WHAT TO PRODUCE:
Recast the records below as a two-column CSV with the columns "prompt" and "answer" and one row per record. Put each record's full text in "prompt" and its answer in "answer", enclose every field in double quotes, and replace each line break with a space.

Point labeling records
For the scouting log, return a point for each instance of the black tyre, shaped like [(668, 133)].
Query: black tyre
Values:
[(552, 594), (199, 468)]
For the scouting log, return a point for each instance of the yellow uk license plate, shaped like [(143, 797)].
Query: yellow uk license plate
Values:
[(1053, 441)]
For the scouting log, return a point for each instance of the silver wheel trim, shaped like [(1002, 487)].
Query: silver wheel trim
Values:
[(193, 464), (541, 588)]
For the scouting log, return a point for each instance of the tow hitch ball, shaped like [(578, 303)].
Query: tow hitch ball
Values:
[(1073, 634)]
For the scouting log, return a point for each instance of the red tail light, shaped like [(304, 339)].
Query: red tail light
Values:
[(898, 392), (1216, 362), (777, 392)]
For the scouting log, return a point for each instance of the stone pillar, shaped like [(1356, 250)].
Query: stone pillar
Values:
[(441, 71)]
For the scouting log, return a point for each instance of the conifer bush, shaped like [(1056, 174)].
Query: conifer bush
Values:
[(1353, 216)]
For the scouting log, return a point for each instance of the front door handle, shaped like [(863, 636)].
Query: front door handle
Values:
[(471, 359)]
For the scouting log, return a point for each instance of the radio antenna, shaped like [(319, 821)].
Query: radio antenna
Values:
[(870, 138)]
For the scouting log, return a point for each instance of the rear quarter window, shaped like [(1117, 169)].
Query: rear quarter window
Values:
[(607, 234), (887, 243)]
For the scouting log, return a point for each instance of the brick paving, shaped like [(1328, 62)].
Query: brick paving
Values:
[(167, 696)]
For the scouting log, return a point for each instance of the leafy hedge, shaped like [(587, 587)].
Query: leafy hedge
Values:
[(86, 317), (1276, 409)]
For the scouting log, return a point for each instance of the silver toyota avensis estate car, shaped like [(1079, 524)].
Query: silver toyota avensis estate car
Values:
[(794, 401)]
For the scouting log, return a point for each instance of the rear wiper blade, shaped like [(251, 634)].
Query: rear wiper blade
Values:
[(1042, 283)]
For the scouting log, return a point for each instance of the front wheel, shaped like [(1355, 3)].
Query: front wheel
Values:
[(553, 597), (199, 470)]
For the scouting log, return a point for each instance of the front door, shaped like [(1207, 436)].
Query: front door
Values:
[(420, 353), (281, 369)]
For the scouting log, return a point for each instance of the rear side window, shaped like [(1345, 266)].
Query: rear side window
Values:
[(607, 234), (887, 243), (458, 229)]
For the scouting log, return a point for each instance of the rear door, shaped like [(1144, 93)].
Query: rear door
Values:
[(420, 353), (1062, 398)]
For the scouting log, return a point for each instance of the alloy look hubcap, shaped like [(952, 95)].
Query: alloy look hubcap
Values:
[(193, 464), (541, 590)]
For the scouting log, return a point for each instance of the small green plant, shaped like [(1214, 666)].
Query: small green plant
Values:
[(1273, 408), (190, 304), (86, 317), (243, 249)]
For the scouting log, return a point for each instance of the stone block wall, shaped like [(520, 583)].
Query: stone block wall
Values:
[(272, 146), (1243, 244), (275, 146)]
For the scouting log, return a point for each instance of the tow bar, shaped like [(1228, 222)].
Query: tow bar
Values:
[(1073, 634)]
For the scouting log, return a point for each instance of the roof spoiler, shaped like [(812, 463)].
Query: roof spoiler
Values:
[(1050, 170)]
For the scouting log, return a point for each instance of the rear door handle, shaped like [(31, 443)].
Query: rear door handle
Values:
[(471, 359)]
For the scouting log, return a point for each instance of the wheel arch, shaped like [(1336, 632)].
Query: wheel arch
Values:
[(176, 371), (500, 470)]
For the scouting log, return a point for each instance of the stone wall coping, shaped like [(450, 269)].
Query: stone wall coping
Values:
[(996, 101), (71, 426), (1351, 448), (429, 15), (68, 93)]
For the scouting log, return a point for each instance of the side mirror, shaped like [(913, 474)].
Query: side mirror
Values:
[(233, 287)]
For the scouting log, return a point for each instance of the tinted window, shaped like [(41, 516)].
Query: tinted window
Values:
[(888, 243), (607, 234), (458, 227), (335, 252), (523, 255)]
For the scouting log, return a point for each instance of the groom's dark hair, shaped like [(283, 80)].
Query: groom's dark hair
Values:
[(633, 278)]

SOLUTION:
prompt,answer
"For the scouting log, return a point for each instance of the black tyre, shaped like [(668, 133)]. Query: black tyre Values:","[(552, 594), (199, 468)]"
"For the scouting log, return a point for each instance of the yellow uk license plate, shaped like [(143, 797)]. Query: yellow uk license plate Values:","[(1053, 441)]"
"For the scouting log, return a point for each instance of the silver wheel trim, shaped like [(1002, 487)]. Query: silver wheel trim Values:","[(193, 464), (541, 588)]"
"For the scouting log, return a point for each instance of the tow hitch ball, shaped like [(578, 303)]. Query: tow hitch ball Values:","[(1073, 634)]"
"For the scouting log, return a point for each instance of the red tail light, shaped like [(304, 339)]. Query: red tail light Values:","[(898, 392), (1216, 362), (777, 392)]"
"For the scouting log, return a point for each instance of the stone pillar, shaped like [(1356, 250)]. Query: stone pillar Values:","[(441, 71)]"
"For the scouting log, return a point for each instance of the conifer bush, shaped like [(1056, 174)]. Query: conifer bush Values:","[(1353, 216)]"
"For the scouting log, return a point for each instance of the front door handle, shaped like [(863, 636)]. Query: front door handle Values:","[(471, 359)]"
"For the scouting log, return a point for each instance of the radio antenna, shaped like [(319, 821)]. Query: radio antenna Values:","[(870, 138)]"
"For the scouting log, return a point for each instance of the rear quarter window, shaped like [(1117, 169)]. Query: rear quarter window Values:","[(607, 234), (887, 243)]"
"For the scouting log, return a point for each instance of the brick paving, shaped like [(1328, 62)]. Query: brick paving Values:","[(167, 696)]"
"For the scouting log, return a point for each instance of the leafy hedge, shaped like [(587, 587)]. Query: leafy hedge Values:","[(86, 317), (1276, 409)]"
"For the scouting log, return a point for each instance of the silver toyota avensis estate car, shaped like [(1079, 524)]. Query: silver toyota avensis estate car Values:","[(794, 401)]"
"For the scouting log, return a point for each instance of the rear wiper blade, shaped like [(251, 634)]. Query: rear wiper blade Values:","[(1042, 283)]"
"For the scouting log, return a point for each instance of the front wheel, shaped like [(1355, 3)]. Query: front wheel Values:","[(553, 597), (199, 470)]"
"For the scouting log, return a point for each instance of the front door, shaped like [(1207, 436)]. Query: front door Values:","[(420, 353), (281, 369)]"
"For the scouting log, return a point for each instance of the rear side window, shaped like [(1345, 266)]. Query: rear side window Values:","[(607, 234), (887, 243), (458, 229)]"
"For the scouting log, return a point for each instance of the rear door, shaped like [(1144, 93)]. Query: rear door Values:","[(420, 353), (1062, 398)]"
"For the scouting log, return a point for each instance of the alloy look hubcap, shaped like [(952, 95)]. Query: alloy look hubcap Values:","[(193, 464), (541, 590)]"
"For the scouting log, return a point for each instance of the small green plant, shaped like [(1214, 666)]. Query: small green plant Values:","[(1273, 408), (190, 304), (86, 317), (243, 249)]"
"For the scouting log, return a point for each instance of the stone block wall, shaped like [(520, 583)]. Query: stone block wall Values:","[(272, 146), (1243, 244), (275, 146)]"
"For the scouting log, return a point for each instance of the tow bar, shaped like [(1228, 222)]. Query: tow bar Values:","[(1073, 634)]"
"For the scouting log, return a point for each instance of the roof spoiler, shaped like [(812, 463)]. Query: roof spoiler Values:","[(1050, 170)]"
"For the scouting log, return a point for each instance of the rear door handle, shaped like [(31, 443)]. Query: rear door handle Values:","[(471, 359)]"
"For the scouting log, return a point for each instance of the wheel arch, shaped like [(1336, 632)]. Query: wheel arch Values:","[(176, 371), (500, 470)]"
"For the scouting log, return a point for each instance of the stone wall coping, shaped like [(450, 269)]. Query: stone wall coping Values:","[(996, 101), (71, 426), (1351, 448), (429, 15), (68, 93)]"
"For the scouting log, return a point for each instance of the side mirror, shaped like [(913, 474)]. Query: side mirror Values:","[(233, 287)]"
"For the scouting log, return a point for each instance of the tinted window, shaped like [(41, 516)]. Query: tinted window Values:","[(888, 243), (607, 234), (458, 227), (335, 252), (523, 255)]"
"For the scouting log, return a point for each instance of the groom's dark hair, shaped like [(283, 80)]. Query: groom's dark hair Values:","[(633, 278)]"